● **THE TASK**
Render the records from the line with "Spot the cloudy" to the line with "[[[117,69],[249,90],[248,0],[0,0],[0,74],[32,81]]]", both lines included, as a JSON list of strings with one string per line and blank lines left out.
::: GIVEN RECORDS
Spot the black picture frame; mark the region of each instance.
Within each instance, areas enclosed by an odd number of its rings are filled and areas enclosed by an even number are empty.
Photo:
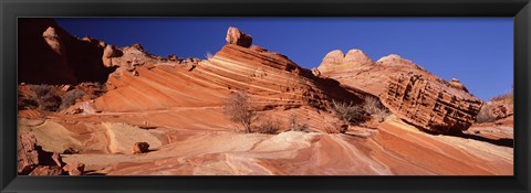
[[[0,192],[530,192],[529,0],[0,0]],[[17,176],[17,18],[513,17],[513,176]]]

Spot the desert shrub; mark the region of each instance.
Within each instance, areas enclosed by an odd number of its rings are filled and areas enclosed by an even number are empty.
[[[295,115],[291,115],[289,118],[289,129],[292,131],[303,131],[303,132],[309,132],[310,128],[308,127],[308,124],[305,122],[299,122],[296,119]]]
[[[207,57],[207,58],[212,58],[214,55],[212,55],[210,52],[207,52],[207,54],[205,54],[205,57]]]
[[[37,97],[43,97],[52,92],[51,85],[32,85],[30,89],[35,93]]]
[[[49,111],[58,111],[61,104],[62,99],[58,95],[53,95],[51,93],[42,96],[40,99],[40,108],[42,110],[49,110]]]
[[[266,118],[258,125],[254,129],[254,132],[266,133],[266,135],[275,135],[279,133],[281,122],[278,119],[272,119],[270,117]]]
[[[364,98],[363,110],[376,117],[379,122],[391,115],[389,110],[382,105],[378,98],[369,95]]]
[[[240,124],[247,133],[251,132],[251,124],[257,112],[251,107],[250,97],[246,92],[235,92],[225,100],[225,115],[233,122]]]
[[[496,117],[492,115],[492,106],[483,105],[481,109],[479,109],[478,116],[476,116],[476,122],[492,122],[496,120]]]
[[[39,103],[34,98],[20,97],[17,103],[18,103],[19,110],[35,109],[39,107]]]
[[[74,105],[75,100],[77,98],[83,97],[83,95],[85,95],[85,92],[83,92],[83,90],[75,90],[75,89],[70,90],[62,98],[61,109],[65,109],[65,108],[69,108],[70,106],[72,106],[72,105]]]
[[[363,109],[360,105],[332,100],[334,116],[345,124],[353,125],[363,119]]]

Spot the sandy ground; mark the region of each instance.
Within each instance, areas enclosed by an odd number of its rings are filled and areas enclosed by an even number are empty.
::::::
::: GIVEN RECORDS
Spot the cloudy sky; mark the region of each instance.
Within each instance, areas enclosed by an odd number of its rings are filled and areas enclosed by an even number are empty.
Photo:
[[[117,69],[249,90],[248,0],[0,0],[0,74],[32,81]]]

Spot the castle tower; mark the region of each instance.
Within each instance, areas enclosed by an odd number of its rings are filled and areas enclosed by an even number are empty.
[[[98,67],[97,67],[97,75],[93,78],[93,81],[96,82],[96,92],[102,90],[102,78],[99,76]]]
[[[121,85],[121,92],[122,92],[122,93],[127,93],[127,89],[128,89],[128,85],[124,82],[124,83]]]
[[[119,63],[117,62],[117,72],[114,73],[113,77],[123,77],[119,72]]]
::::::
● **SOLUTION BELOW**
[
  "Spot the cloudy sky; mark the region of each instance.",
  "Within each instance, areas enclosed by an odd number of its rings are filled and areas enclosed by an even number are empty.",
  "Photo:",
  "[[[117,69],[249,90],[248,0],[0,0],[0,74],[32,81]]]"
]